--- Document segment ---

LUX weekly news 11th – 18th September 2006
UPCOMING EVENTS AND OPENINGS IN LONDON

1. Mark Wallinger, Anthony Reynolds Gallery, London. 12 September -  
15 October
2. Art and film, international exhibitionist no6 – Moving in  
Architecture, Curzon Soho, London 12 September 2006, 6pm
3. Idris Khan, inIVA, London. 13 September - 22 October
4. Artprojx: The End of the West, a double bill of artist’s Westerns.  
Wednesday 13 September 2006, 9-11pm
5. Cinema of Prayoga. Indian Experimental Film and Video 1913-2006,  
Tate Modern, London. 15th – 19th Sept.
6. Oliver Bancroft, Painting/Film, studio 1.1, London. 15 September -  
15 October.
7. DESTRICTED, Curzon Soho, 15 - 16th September, 11pm



1.
Mark Wallinger - Anthony Reynolds Gallery
12 September - 15 October
Tuesday - Saturday 10.00 am- 6.00 pm
Anthony Reynolds Gallery, 60 Great Marlborough Street, London W1F  
7BG, 0207 439 2201, info at anthonyreynolds.com

2.
Art and film, international exhibitionist no6 – Moving in Architecture
12 September, 6pm
Curzon Soho, 99 Shaftesbury Avenue, London
0870 756 4620
www.curzoncinemas.com
A sort of artists’ conversation and collaboration; filmmakers respond  
to the works of art at Camden using their own canvas of film, with  
the same subject in mind. How do we relate to buildings, how do they  
influence us, and us them? A proposition by Cyril Lepetit from  
International Exhibitionist produced in collaboration with Camden  
Arts Centre to accompany the Archipeinture: Painters Build  
Architecture exhibition.
Short films such as…
Paul O’Neill‘s video footage is shot from the window of a car  
waltzing crazily around an enormous French parking lot to music by  
Strauss.

--- Dataset excerpts ---

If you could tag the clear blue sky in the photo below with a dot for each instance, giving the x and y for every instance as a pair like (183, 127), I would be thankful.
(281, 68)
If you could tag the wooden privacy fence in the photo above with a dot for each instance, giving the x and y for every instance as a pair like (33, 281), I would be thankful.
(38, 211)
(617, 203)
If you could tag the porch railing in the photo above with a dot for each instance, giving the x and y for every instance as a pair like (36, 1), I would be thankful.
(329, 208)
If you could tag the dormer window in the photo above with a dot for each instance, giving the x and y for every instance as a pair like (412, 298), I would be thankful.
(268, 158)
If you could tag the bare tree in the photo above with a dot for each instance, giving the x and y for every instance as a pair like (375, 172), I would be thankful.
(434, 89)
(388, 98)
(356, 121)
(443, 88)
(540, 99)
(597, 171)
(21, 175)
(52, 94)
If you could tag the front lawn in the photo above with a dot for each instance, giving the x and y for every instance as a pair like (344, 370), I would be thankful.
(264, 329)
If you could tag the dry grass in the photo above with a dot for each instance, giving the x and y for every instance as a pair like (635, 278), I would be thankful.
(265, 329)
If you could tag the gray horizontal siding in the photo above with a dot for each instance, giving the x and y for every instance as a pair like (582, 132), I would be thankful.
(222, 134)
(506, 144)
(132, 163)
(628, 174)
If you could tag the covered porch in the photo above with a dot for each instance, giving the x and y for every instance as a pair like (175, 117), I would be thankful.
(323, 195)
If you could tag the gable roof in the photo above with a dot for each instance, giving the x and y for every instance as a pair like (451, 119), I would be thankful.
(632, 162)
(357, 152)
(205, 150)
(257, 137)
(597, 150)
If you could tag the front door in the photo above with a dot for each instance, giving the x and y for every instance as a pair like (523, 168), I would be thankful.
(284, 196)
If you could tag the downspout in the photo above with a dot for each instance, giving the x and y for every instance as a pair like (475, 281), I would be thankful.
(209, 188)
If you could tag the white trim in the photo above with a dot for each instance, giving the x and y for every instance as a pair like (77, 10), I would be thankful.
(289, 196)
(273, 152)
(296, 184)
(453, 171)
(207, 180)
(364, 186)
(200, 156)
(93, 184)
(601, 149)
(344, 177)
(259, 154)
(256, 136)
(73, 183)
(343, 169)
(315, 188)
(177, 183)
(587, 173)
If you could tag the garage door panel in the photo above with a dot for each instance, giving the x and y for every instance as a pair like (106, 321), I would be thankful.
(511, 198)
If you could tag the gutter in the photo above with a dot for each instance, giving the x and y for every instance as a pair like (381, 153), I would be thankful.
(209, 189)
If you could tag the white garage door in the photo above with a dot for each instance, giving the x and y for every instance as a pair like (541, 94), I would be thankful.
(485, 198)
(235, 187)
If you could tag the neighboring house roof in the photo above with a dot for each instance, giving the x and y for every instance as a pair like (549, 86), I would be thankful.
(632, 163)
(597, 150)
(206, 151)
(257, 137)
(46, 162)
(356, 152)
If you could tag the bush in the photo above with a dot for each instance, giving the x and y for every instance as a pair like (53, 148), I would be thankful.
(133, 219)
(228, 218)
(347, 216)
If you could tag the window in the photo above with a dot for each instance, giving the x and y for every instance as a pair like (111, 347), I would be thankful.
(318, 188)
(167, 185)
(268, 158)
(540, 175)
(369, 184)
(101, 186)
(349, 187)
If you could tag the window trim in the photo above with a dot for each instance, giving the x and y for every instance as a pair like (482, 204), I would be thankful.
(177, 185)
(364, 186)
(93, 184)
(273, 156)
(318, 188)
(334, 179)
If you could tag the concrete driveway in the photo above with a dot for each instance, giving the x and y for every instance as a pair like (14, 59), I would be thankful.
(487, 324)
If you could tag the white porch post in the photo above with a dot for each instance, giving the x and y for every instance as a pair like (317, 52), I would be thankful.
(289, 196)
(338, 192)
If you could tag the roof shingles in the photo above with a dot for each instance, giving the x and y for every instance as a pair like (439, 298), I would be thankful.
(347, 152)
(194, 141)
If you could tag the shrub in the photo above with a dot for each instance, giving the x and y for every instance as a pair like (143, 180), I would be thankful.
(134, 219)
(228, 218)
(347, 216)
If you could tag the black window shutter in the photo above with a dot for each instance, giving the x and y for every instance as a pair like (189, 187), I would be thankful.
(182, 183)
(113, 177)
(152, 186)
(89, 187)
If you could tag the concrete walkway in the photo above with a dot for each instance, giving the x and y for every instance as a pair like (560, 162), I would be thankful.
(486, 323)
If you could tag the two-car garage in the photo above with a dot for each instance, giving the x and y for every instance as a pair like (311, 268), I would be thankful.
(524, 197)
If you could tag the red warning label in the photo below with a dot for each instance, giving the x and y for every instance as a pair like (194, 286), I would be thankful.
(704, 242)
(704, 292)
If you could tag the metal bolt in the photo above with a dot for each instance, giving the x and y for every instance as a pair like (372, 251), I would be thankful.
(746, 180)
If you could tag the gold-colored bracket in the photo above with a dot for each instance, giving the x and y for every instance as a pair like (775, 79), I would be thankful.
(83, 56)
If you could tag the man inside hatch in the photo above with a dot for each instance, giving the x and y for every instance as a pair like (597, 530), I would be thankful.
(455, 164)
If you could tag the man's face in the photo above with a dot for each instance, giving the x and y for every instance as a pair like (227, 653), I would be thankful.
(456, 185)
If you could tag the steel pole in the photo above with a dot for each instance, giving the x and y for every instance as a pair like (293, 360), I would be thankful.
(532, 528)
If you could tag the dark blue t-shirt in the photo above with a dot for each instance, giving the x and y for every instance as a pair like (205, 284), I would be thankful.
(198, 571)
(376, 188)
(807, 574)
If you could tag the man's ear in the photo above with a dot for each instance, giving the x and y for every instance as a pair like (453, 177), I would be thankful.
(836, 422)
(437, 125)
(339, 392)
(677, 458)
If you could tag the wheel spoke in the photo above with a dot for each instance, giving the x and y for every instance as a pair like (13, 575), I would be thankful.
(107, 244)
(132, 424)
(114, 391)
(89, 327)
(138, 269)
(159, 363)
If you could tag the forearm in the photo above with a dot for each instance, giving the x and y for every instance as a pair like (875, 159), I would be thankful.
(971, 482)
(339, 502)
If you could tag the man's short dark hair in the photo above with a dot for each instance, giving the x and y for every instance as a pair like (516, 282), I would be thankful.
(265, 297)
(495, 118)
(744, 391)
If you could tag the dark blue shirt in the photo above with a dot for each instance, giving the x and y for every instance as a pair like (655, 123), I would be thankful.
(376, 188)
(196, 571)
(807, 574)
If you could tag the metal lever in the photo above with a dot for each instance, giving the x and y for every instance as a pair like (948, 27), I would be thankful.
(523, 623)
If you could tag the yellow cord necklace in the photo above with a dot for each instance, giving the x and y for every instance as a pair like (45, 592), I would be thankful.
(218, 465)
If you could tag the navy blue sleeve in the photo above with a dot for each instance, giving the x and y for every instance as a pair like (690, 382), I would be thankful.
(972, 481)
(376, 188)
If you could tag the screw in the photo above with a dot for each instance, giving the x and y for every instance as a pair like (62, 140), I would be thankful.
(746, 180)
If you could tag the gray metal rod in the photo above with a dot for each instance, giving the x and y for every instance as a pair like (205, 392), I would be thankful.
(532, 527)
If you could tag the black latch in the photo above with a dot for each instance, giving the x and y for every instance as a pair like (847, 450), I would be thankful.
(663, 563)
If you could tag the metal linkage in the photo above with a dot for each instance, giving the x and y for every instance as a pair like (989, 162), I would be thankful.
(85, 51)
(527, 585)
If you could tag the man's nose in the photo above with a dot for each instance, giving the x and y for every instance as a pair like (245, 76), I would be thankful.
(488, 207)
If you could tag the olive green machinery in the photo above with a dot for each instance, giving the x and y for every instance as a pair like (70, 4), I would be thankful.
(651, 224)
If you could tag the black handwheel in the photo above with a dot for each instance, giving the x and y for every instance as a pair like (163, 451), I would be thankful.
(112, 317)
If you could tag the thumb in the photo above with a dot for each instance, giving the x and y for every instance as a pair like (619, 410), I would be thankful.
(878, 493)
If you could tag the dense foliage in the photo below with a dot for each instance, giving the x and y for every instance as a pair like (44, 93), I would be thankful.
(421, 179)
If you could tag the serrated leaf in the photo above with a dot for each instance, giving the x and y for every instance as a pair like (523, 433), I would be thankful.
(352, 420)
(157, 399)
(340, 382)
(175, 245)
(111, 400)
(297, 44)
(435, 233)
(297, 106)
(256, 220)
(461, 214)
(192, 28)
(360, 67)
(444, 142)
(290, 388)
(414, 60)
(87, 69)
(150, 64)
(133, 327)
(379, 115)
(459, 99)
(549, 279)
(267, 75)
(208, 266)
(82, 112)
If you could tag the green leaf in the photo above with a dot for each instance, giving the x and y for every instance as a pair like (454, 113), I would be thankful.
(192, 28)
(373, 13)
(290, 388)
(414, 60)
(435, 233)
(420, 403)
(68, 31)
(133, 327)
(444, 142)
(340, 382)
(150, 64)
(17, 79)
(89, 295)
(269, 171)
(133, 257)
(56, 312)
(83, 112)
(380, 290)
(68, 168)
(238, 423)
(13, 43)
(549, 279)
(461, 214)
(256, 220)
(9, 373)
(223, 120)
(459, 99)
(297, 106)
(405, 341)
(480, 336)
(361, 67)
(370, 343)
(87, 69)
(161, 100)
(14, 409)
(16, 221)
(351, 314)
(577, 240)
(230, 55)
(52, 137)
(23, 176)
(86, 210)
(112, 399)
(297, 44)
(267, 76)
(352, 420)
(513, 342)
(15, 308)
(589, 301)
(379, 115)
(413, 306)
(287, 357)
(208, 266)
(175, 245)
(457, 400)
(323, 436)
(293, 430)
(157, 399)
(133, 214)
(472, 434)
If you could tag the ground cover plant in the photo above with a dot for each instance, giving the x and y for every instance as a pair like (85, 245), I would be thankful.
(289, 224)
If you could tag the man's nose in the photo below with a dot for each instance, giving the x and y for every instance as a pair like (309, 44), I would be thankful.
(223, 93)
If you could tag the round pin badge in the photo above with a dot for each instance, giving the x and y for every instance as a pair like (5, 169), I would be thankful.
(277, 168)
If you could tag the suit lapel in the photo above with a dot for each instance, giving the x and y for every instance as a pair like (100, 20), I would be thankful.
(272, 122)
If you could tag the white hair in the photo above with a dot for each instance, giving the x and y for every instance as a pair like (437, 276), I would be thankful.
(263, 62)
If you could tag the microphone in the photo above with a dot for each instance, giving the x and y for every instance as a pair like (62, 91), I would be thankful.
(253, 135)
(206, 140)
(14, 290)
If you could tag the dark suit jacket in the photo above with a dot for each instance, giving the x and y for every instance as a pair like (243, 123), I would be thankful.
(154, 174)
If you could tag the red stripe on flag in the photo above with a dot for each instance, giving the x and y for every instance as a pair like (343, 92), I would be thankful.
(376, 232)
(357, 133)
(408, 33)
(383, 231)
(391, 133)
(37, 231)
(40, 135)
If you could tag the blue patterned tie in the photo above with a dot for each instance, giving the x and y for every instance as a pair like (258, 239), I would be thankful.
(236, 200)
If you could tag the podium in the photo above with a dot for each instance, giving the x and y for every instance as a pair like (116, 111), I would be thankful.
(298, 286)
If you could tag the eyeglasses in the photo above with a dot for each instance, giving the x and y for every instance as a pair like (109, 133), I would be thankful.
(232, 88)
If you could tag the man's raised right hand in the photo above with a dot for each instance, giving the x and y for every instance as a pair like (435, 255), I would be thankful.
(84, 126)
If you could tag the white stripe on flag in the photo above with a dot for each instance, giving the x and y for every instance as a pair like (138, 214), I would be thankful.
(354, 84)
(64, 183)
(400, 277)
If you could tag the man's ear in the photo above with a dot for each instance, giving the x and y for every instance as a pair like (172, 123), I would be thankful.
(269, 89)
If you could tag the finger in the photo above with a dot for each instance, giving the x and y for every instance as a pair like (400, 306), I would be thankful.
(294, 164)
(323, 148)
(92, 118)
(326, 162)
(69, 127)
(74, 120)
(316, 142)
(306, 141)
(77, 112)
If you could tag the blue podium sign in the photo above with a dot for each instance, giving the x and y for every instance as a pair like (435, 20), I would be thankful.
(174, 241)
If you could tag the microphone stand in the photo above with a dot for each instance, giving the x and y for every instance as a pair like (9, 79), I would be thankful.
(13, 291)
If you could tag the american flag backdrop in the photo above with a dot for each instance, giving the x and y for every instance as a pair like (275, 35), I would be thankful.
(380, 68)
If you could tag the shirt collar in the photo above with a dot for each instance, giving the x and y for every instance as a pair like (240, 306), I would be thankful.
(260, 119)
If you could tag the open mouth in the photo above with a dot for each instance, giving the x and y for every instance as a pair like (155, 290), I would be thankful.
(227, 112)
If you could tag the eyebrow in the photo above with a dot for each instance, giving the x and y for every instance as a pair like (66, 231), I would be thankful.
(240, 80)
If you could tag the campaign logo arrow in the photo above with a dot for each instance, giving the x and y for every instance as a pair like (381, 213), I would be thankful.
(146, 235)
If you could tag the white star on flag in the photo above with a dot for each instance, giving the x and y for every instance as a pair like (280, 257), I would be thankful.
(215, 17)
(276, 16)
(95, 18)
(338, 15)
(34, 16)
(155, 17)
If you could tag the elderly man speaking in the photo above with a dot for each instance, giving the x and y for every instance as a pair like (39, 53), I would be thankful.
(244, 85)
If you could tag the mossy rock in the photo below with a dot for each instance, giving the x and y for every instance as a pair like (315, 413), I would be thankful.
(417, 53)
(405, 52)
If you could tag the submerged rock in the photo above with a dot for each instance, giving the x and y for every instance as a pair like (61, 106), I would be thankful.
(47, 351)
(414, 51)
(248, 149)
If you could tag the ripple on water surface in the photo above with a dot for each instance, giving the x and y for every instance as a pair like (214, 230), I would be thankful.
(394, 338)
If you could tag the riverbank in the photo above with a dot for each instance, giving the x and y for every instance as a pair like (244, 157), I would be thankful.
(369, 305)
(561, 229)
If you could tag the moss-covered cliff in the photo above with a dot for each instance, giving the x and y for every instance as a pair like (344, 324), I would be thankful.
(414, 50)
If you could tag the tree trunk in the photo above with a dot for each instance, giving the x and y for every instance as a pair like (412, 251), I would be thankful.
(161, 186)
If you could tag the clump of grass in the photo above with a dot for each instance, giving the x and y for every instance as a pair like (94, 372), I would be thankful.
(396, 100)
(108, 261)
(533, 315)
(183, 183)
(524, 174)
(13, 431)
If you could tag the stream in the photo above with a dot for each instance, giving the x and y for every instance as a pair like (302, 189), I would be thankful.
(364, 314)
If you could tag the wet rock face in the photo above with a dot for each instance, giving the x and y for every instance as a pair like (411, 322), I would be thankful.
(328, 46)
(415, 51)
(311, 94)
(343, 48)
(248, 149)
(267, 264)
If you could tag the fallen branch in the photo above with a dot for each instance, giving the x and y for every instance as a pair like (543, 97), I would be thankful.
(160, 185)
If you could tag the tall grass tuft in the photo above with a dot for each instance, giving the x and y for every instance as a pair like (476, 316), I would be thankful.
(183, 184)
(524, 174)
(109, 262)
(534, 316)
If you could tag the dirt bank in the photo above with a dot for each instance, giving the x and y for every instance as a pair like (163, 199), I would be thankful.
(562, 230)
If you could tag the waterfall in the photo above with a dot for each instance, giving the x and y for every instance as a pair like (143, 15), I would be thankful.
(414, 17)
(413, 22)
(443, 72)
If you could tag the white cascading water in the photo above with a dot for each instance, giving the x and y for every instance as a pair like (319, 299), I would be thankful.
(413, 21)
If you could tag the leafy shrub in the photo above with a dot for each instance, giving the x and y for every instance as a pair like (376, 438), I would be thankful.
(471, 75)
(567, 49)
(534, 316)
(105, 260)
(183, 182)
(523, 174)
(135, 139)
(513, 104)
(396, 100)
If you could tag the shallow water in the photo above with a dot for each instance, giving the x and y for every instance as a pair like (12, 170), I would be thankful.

---

To be done —
1. According to the weekly news listing, what are the opening hours for the Mark Wallinger show at Anthony Reynolds Gallery?
2. Copy the weekly news listing from "1. Mark Wallinger, Anthony" up to and including "15 October.", substituting "Weds." for "Wednesday".

Answers for the tasks —
1. Tuesday to Saturday, 10.00 am to 6.00 pm.

2.
1. Mark Wallinger, Anthony Reynolds Gallery, London. 12 September -  
15 October
2. Art and film, international exhibitionist no6 – Moving in  
Architecture, Curzon Soho, London 12 September 2006, 6pm
3. Idris Khan, inIVA, London. 13 September - 22 October
4. Artprojx: The End of the West, a double bill of artist’s Westerns.  
Weds. 13 September 2006, 9-11pm
5. Cinema of Prayoga. Indian Experimental Film and Video 1913-2006,  
Tate Modern, London. 15th – 19th Sept.
6. Oliver Bancroft, Painting/Film, studio 1.1, London. 15 September -  
15 October.